# Extrait du texte
<<<<
Entreprise dans l’entre deux guerres, la création de la frontière turco-syrienne par la puissance coloniale française et la république turque naissante s’est étirée jusque dans les années 1930, lors d’âpres négociations qui n’ont que peu tenu compte des réalités sociales existantes et des populations, utilisées comme moyen de pression par les uns et les autres. Notamment, les français se sont appuyées sur les tribus kurdes de la Jezireh comme rempart contre la république turque. Depuis lors, la frontière a toujours été un lieu de tension. Dans les années 50, elle est minée par la Turquie. Pour autant, pour les populations locales, elle constituait plus un obstacle à la circulation qu’une barrière infranchissable. La contrebande transfrontalière a toujours représenté une activité économique importante pour les habitants des deux côtés, unis par des liens sociaux et familiaux que le tracé d’une ligne de séparation artificielle n’a pas brisé.
Dès la prise de contrôle par les forces kurdes de régions au nord de la Syrie mi-2012, craignant des attaques mais surtout une jonction entre les régions kurdes qu’elle occupe et celles du Rojava où se développe un projet démocratique permettant au peuple kurde de devenir autonome, la Turquie a commencé à renforcer la militarisation de sa frontière. En 2013, un mur a été érigé entre les villes de Qamishlo et Nusaybin.
Peu à peu celui-ci s’est étendu sur près de 700km, dressant une barrière de béton haute de trois mètres surmontée de barbelés tranchants et parsemée de tours de guet sur toute la longueur de la frontière entre Syrie et Turquie, du « bec de canard » à l’est où se rejoignent les frontières turques, syriennes et irakiennes, jusqu’à l’ouest du pays, fracturant d’une ligne grise les vertes plaines cultivées, frôlant les habitations des villages les plus proches. Et pourrissant la vie de leurs habitants. En effet, le mur n’a pas été construit sur la ligne frontière officielle, qui suit sur 350km l’ancienne voie ferrée Berlin – Baghdad. En l’érigeant, l’état turc en a profité pour empiéter le territoire syrien d’une bande de 100 à 300m selon les endroits.
>>>>
# Consigne
Rédigez la suite du texte sur la frontière turco-syrienne, à partir de sa dernière phrase. Les données n'ont aucun rôle à jouer ici.

# Données affichées
<<<<
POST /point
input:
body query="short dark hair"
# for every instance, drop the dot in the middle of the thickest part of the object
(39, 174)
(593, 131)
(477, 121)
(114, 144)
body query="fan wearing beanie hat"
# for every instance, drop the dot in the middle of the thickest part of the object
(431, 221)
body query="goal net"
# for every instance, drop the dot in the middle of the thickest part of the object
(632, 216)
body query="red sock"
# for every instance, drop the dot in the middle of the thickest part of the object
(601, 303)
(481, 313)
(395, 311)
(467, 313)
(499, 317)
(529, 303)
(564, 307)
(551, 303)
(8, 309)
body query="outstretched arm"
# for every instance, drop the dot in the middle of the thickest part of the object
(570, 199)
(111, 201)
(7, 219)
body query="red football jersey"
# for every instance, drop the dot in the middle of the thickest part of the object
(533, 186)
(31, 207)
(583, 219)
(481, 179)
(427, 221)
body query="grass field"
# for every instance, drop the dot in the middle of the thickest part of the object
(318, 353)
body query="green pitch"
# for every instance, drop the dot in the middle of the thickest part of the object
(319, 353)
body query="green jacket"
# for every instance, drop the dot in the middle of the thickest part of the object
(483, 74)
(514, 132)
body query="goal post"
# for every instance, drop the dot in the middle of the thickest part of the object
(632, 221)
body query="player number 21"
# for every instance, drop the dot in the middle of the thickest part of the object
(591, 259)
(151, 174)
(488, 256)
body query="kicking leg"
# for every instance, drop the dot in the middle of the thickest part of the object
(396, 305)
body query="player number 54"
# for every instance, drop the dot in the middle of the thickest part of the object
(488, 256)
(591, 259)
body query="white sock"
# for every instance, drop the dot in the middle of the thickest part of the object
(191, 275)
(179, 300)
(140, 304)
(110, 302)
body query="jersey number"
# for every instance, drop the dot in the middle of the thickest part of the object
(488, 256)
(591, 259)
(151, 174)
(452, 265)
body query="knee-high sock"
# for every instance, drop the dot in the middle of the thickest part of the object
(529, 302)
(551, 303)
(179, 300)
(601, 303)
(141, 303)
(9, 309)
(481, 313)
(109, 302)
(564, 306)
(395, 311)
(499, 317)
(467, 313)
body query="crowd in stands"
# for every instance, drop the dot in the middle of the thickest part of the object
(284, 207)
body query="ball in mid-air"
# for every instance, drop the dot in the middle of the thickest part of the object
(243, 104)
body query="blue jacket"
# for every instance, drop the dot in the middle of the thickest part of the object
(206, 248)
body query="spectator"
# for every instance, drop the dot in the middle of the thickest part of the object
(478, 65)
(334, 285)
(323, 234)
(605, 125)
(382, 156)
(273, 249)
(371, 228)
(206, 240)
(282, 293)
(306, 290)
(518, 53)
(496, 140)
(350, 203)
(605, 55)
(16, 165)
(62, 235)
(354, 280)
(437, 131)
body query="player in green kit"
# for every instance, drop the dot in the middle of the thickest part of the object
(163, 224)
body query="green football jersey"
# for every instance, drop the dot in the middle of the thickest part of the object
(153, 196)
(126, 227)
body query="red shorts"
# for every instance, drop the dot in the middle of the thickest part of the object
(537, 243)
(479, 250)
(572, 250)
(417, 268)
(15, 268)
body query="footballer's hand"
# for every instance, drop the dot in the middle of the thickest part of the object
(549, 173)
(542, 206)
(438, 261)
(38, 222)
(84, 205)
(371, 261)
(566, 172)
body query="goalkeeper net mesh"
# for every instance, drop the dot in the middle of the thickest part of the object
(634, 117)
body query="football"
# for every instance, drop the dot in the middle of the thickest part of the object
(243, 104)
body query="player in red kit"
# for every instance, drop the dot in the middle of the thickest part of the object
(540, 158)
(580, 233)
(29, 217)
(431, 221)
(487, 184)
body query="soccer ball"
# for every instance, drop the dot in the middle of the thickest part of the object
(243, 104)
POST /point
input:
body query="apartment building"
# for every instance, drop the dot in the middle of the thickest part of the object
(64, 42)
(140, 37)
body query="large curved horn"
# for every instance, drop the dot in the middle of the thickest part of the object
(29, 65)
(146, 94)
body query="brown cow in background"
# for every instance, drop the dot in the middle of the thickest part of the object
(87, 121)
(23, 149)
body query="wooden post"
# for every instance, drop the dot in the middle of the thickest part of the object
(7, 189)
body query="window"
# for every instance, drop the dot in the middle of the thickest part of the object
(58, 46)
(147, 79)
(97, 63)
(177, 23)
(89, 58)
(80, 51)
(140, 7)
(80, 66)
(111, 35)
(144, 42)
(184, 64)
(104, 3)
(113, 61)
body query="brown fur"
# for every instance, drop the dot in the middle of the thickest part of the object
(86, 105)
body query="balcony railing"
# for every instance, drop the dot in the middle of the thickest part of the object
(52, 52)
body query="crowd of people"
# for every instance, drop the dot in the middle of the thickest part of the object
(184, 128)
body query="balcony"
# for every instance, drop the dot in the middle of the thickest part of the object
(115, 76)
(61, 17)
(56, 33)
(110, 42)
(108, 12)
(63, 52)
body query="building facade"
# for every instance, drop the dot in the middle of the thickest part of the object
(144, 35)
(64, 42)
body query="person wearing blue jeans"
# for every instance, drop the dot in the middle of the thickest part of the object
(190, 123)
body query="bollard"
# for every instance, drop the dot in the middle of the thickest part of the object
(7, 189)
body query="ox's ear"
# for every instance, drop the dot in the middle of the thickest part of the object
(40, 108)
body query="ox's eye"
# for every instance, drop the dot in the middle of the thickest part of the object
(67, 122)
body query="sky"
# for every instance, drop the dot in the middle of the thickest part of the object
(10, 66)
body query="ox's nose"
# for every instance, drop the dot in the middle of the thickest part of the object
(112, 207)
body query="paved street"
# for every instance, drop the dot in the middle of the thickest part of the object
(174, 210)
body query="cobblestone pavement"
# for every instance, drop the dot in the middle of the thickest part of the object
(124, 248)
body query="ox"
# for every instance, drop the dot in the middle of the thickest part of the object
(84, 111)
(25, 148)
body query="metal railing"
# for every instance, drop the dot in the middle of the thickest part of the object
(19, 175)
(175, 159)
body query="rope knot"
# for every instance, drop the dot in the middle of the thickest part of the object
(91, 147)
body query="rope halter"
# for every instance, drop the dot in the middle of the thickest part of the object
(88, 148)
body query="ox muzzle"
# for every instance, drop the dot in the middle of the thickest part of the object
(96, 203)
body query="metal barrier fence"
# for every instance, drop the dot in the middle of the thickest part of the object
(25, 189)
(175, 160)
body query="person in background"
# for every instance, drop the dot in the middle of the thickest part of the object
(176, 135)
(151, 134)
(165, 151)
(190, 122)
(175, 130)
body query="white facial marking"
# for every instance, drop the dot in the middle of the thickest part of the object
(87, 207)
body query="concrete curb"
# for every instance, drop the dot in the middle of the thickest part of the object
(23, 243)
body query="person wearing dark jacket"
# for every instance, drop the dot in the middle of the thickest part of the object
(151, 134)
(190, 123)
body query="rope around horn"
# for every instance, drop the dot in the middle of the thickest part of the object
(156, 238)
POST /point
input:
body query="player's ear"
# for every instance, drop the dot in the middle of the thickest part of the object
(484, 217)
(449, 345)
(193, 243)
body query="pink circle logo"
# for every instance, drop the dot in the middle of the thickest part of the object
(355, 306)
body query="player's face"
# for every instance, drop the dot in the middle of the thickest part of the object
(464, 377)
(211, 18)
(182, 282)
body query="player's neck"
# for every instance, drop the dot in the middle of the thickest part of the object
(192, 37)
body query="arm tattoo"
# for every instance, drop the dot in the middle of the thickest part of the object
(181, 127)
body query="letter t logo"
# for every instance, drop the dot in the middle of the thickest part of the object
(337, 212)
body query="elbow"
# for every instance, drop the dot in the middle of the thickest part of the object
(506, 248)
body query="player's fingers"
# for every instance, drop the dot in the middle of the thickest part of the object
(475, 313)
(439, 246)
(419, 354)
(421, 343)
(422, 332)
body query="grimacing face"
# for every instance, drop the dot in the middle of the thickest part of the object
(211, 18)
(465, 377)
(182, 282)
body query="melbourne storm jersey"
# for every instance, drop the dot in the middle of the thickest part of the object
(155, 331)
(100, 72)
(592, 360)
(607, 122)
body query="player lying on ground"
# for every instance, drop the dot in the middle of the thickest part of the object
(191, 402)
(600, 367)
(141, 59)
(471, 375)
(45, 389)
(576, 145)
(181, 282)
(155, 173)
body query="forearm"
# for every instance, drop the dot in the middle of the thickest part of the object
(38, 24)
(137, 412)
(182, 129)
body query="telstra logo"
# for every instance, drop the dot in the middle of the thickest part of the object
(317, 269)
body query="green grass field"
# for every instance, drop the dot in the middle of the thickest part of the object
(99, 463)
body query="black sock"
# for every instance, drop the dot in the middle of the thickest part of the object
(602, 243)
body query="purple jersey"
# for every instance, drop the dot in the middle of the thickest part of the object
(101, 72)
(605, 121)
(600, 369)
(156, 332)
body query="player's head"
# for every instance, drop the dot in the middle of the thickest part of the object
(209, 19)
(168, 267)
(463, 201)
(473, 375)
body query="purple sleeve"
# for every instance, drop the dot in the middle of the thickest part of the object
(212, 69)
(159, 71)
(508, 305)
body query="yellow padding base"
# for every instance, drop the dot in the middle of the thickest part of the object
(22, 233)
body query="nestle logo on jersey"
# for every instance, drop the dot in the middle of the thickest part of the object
>>>>
# Réponse
Mahmoud Kurdo, responsable des relations publiques de la ville de Gire Spi (Tel Abyad), collée à la frontière, témoigne. « La Turquie a ouvert ses frontières aux jihadistes, elle leur fournissait même du courant électrique quand ils occupaient la ville. Quand nous sommes arrivés, ils ont tout coupé. Au même moment, ils ont commencé à construire le mur, au delà de la ligne frontière. Ils ne permettent qu’on aille sur les terres au pied de celui-ci. L’année dernière, un homme qui faisait les moissons s’est fait tiré dessus. Ils ont également tué un autre homme. Au début de l’année, ils ont blessé un enfant. Il y a dix jours, un homme qui conduisait près du mur a vu sa voiture criblée d’une dizaine de balles.»
Ayman, 15 ans, originaire d’un village proche de Gire Spi, fait partie des victimes des soldats turcs. Au mois de janvier, avec deux autres garçons, il surveillait des moutons près de la frontière à environ 200m du mur. Tirée sans sommation, une balle turque a traversé sa cuisse droite. Effrayé, un de ses compagnons a pris la fuite tandis que l’autre l’a péniblement traîné à l’abri alors qu’il hurlait de douleur. A présent, il a parfois du mal à marcher. Quelques jours auparavant, les soldats turcs avaient pris pour cible un troupeau dans les environs, tuant quelques bêtes. Les paysans n’osent maintenant plus cultiver les terres trop proches du mur.
Dans un poste de surveillance tout proche, les conscrits en faction affirment que régulièrement, ils sont pris pour cible. L’armée turque tente de provoquer une riposte qui lui donnerait un prétexte pour lancer une attaque sur la zone.
Fédération démocratique de Syrie du Nord, Gire Spi (Tel Abyad), avril 2018. la maison proche du mur a du être protégée d’une enceinte en parpaings.
Un peu plus loin, dans le village de Al Mumbatta, la mère de la famille Al Nassar témoigne, des sanglots dans la voix : « J’ai sept enfants qui ne peuvent pas cultiver nos terres. Nous n’avons que ça et nous ne pouvons rien en faire. Quand ils ont construit le mur ils ont confisqué une partie de nos terres. Ils nous tirent dessus quand nous essayons de travailler. »
Fédération démocratique de Syrie du Nord, Gire Spi (Tel Abyad), avril 2018. Mère de la famille Al Nassar
Le 30 avril, des travailleurs agricoles de la région de Gire Spi étaient de nouveau blessés.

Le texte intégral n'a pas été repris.